WHAT YOU SHOULD DO - Copy out the listing that follows, exactly, without its pictures.

### INPUT DATA ###

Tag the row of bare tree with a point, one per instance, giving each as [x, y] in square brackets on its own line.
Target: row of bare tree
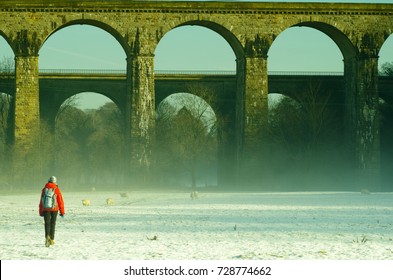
[87, 147]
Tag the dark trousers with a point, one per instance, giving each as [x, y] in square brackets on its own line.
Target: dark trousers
[50, 223]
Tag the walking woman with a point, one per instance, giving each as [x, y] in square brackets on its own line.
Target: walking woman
[51, 203]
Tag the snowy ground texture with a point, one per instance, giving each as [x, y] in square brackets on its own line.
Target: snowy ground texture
[218, 226]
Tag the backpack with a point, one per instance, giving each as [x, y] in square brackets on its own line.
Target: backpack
[49, 198]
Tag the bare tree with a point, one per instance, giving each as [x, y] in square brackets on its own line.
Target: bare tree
[387, 69]
[187, 132]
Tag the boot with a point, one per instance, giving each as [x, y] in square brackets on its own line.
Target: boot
[47, 241]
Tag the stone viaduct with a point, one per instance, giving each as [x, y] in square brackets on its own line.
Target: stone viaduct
[359, 30]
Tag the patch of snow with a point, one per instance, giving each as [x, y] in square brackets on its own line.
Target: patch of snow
[216, 226]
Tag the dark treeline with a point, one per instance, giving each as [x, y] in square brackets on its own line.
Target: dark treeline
[305, 147]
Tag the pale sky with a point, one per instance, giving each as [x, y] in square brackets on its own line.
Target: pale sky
[194, 48]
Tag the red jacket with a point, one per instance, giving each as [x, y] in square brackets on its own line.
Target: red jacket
[59, 198]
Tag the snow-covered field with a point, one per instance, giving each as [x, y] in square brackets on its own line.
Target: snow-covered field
[218, 226]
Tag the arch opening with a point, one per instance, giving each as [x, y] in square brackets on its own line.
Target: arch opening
[89, 144]
[306, 149]
[186, 150]
[385, 63]
[174, 50]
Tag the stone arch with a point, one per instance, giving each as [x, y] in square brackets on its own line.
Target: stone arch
[5, 37]
[99, 24]
[233, 42]
[51, 101]
[342, 41]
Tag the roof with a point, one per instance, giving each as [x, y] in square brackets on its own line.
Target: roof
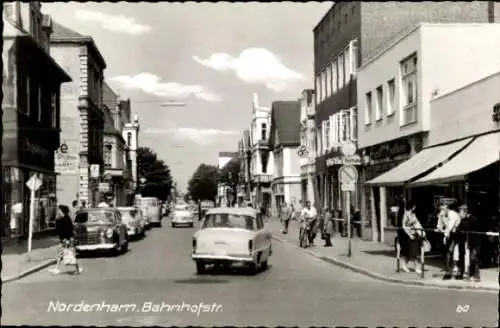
[62, 34]
[285, 119]
[233, 210]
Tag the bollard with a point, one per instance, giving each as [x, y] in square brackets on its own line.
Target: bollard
[398, 255]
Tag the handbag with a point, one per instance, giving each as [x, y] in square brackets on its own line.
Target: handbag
[426, 246]
[69, 257]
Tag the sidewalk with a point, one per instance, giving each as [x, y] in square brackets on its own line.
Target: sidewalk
[379, 261]
[16, 263]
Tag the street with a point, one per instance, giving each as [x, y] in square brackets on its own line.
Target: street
[297, 289]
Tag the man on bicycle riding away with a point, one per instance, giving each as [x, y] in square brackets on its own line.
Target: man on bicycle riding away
[309, 214]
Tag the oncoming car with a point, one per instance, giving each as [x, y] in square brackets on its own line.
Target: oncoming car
[229, 236]
[182, 215]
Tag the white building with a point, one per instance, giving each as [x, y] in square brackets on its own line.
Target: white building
[395, 89]
[285, 142]
[261, 165]
[307, 149]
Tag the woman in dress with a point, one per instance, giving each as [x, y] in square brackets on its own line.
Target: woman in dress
[415, 234]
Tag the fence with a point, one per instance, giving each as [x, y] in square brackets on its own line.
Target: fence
[422, 251]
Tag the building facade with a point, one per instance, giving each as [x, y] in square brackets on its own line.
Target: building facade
[395, 90]
[82, 117]
[31, 109]
[117, 176]
[285, 143]
[261, 165]
[307, 148]
[346, 36]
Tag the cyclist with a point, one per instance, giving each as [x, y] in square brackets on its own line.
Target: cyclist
[310, 215]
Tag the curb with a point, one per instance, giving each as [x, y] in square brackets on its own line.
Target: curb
[29, 271]
[380, 277]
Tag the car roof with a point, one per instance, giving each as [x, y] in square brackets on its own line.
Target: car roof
[233, 210]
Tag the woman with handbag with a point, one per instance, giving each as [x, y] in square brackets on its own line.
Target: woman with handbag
[65, 230]
[415, 234]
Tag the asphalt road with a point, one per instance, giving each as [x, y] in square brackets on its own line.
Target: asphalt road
[297, 289]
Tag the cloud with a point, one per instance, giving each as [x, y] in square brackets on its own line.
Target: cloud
[115, 23]
[151, 84]
[196, 135]
[256, 66]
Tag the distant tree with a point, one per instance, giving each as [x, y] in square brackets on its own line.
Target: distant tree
[203, 183]
[157, 174]
[230, 176]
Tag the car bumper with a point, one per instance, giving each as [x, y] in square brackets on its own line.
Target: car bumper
[216, 258]
[95, 247]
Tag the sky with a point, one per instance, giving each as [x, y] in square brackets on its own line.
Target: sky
[209, 57]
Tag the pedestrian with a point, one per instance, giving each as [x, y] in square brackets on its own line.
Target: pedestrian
[327, 227]
[310, 214]
[285, 216]
[470, 241]
[65, 231]
[413, 230]
[450, 240]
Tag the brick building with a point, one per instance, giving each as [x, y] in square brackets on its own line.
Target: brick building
[82, 117]
[31, 108]
[346, 36]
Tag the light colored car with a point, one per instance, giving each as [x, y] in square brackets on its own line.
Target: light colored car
[132, 218]
[99, 229]
[232, 235]
[182, 216]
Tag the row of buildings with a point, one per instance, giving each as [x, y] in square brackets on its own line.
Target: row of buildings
[414, 87]
[61, 122]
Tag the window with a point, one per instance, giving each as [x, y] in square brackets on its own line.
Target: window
[129, 139]
[391, 92]
[368, 108]
[327, 135]
[334, 77]
[328, 82]
[39, 105]
[53, 109]
[318, 89]
[340, 70]
[108, 149]
[27, 110]
[379, 108]
[354, 124]
[347, 66]
[409, 90]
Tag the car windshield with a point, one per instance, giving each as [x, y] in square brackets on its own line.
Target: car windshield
[229, 221]
[128, 215]
[95, 217]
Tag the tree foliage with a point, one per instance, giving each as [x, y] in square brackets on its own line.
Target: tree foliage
[203, 183]
[157, 174]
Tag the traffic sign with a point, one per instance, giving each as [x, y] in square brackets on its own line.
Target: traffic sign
[348, 174]
[34, 183]
[348, 186]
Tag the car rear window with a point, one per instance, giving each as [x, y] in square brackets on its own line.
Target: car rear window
[95, 217]
[229, 221]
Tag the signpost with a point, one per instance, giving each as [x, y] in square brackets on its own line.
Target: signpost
[34, 183]
[348, 176]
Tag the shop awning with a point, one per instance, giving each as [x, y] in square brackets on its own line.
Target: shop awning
[483, 151]
[422, 162]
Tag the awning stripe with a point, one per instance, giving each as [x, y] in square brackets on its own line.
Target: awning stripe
[483, 151]
[422, 162]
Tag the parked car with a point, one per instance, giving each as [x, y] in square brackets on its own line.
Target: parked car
[182, 216]
[232, 235]
[100, 229]
[151, 208]
[132, 218]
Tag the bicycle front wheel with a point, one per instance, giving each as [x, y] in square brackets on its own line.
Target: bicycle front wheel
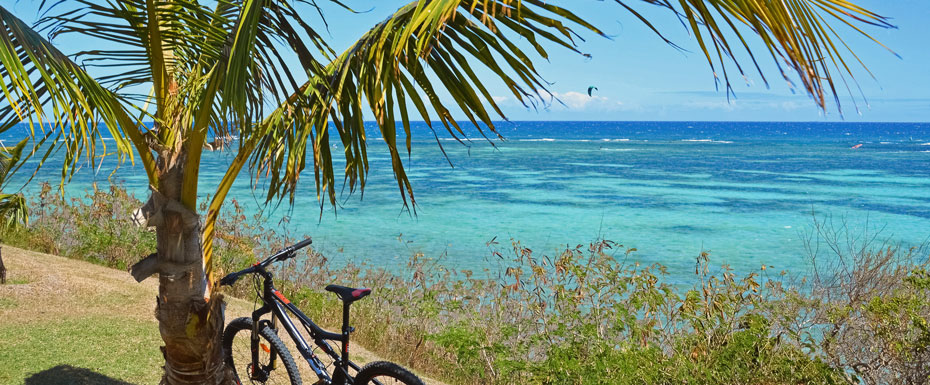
[275, 364]
[385, 373]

###

ANSWER BELOW -
Tag the row of bare tree with a point, one per instance, giving each as [x, y] in square brackets on its own line.
Target: row of bare tree
[87, 147]
Tag the dark trousers with a point, one per instance, giving each as [x, y] in square brackets on its own line.
Target: dark trousers
[50, 223]
Tag the walking woman with a point, one per instance, giving each as [x, y] in square brackets on its own line.
Target: walking woman
[51, 203]
Tag the snowy ground texture with a point, one per instance, giving each as [x, y] in square brackets on its own line.
Target: snowy ground texture
[218, 226]
Tag the backpack with a point, one per instance, giving each as [x, y] in square brackets on its own line.
Target: backpack
[49, 198]
Tag the bare tree with a point, one per instance, giving each as [x, y] in square brackets on its own line.
Target: bare tree
[387, 69]
[187, 132]
Tag the boot with a point, one per instance, giving each as [x, y] in square brackets on its own line.
Target: boot
[47, 241]
Tag the stone viaduct with a point, one per instance, giving each as [x, y] in square brackets on its own line.
Target: stone viaduct
[359, 30]
Tag the patch of snow with a point, one per instance, giving each as [x, y] in square brackets on its own line.
Target: patch of snow
[216, 226]
Tag the dark treeline with a point, one per instance, giving each as [x, y] in square brackets on its own line.
Target: dark treeline
[305, 147]
Tag the pale sky with a point, one per instance, giving each as [x, y] in square brackets on its own line.
Target: pale sky
[194, 48]
Tag the red jacket with a point, one per instance, giving each as [x, y] in square brackets on its own line.
Target: red jacket
[59, 198]
Tag the snow-covered field with a point, one per instance, giving each as [x, y] in square brackets on its own line.
Target: snow-covered field
[218, 226]
Tag the arch opening with a point, one per instance, giving each as [x, y] in square brackets on its own line.
Target: arch opening
[89, 144]
[306, 149]
[186, 150]
[385, 63]
[174, 50]
Tag the stone arch with a point, one per instance, giving each as [x, y] in square brackets on its own line.
Target: stone arch
[5, 37]
[99, 24]
[233, 42]
[51, 101]
[342, 41]
Tag the roof with a point, one per instance, giving each as [x, y] in square brackets on its own line.
Target: roof
[62, 34]
[285, 119]
[233, 210]
Tag the bollard with a point, one per instance, giving each as [x, y] in square brackets on its own line.
Target: bollard
[398, 255]
Tag the handbag with a point, one per instance, giving each as [x, y] in square brackets on its own line.
Target: handbag
[426, 246]
[69, 257]
Tag the sidewalk with a point, one per instance, giving each as [x, y] in square brackets on its own line.
Target: sidewalk
[379, 261]
[16, 263]
Tag the street with a point, one per instance, giving each as [x, y] in square brackets on its own line.
Target: street
[297, 289]
Tag the man on bicycle riding away with a point, one per instance, giving each as [x, y] in square brackets on its own line.
Target: man on bicycle riding away
[309, 214]
Tag the oncoming car with a point, one per instance, giving each as [x, y] in square brackets on its own line.
Target: oncoming car
[229, 236]
[182, 215]
Tag the white building with a point, one per instance, giving each as [x, y] in square brackets on its own line.
Target: white building
[395, 89]
[285, 142]
[261, 165]
[307, 149]
Tag the woman in dress with a point, one per instance, giving each as [x, y] in square brackets on its own line.
Target: woman in dress
[415, 234]
Tag the fence with a point, one per instance, giving each as [x, y] in square brackets on its own line.
Target: fence
[422, 251]
Tag the building facade with a point, one per instance, giving each as [x, y] in square brackets on its own line.
Target: building facade
[395, 90]
[82, 117]
[31, 109]
[117, 176]
[285, 143]
[261, 165]
[307, 148]
[346, 36]
Tag the cyclist with a point, one per instance, giving each as [x, y] in square brackets on its own line.
Target: cyclist
[310, 215]
Tag the curb with a point, one per instance, giving each as [x, y] in square brackets on its own line.
Target: curb
[29, 271]
[380, 277]
Tag the car roof with a point, one per instance, giving each as [x, y] in square brackets on its own line.
Target: car roof
[233, 210]
Tag the woman with handbag with a point, one per instance, giving each as [x, y] in square brackets on its own line.
Target: woman with handbag
[65, 230]
[415, 234]
Tag the asphalt road with a point, one per instance, giving each as [x, y] in square brackets on its own line.
Target: asphalt road
[297, 289]
Tag the cloud with a point, one per instance, giving each as [x, y] in square brackets on its own line.
Target: cloud
[115, 23]
[151, 84]
[196, 135]
[256, 66]
Tag the distant tree with a point, one per instance, giving each as [x, y] in square brackets on its own line.
Target: distant tree
[203, 183]
[157, 174]
[230, 176]
Tag the car bumper with a point, one per instance, giving each as [x, y] in square brackets on its own line.
Target: car bumper
[216, 258]
[95, 247]
Tag the sky with a point, one per instance, giving each as [x, y] in square brackets on its own line.
Target: sky
[209, 57]
Tag the pedestrian with a point, one per instance, giving each as [x, y] in square brackets on its own line.
Target: pedestrian
[327, 227]
[310, 214]
[285, 216]
[470, 241]
[65, 231]
[413, 230]
[450, 240]
Tag the brick building with a point, one per instance, giving each as [x, y] in square brackets on its own line.
Target: brick building
[82, 117]
[31, 108]
[346, 36]
Tag the light colored car with a point, one per instance, giving each as [x, y] in square brackets on its own line.
Target: light colored car
[132, 218]
[99, 229]
[232, 235]
[182, 216]
Tag the row of buildings with a point, one per instance, giving each as [x, y] in square brackets on its own line.
Target: row of buildings
[414, 87]
[61, 122]
Tag the window with a point, one per instance, giving each as [x, y] in square brackets on its own line.
Target: window
[129, 139]
[391, 92]
[368, 108]
[327, 135]
[334, 77]
[328, 82]
[39, 105]
[53, 109]
[318, 89]
[340, 70]
[108, 149]
[27, 110]
[379, 108]
[354, 124]
[347, 66]
[409, 90]
Tag the car windshield with a point, one per instance, giving each as [x, y] in square brackets on its own line.
Target: car windshield
[229, 221]
[128, 215]
[95, 217]
Tag the tree foliage with a point, one per instance, giving each as [x, y] in square brackets on its own line.
Target: tree foliage
[203, 183]
[157, 174]
Tag the traffic sign with a point, one per instance, giving each as [x, y] in square brackets on its own line.
Target: traffic sign
[348, 174]
[34, 183]
[348, 186]
Tag the car rear window with a point, one per instance, giving each as [x, y] in square brackets on its own line.
Target: car rear window
[95, 217]
[229, 221]
Tag the signpost with a point, one per instance, giving each as [x, y] in square brackets on its own line.
Target: signpost
[34, 183]
[348, 176]
Tag the shop awning with a point, one per instance, giving each as [x, y] in square brackets on its own line.
Target: shop awning
[483, 151]
[422, 162]
Tag the awning stripe with a point, one per instance, giving each as [x, y] in square brackets on its own line.
Target: awning stripe
[483, 151]
[422, 162]
Tag the parked car with a point, one per instance, giving each as [x, y] in square brackets on its own line.
Target: parked car
[182, 216]
[232, 235]
[100, 229]
[151, 208]
[132, 218]
Tag the bicycle front wheel with a point, one per instance, giving each as [x, y] in square brackets on its own line.
Target: bicycle front wheel
[275, 364]
[385, 373]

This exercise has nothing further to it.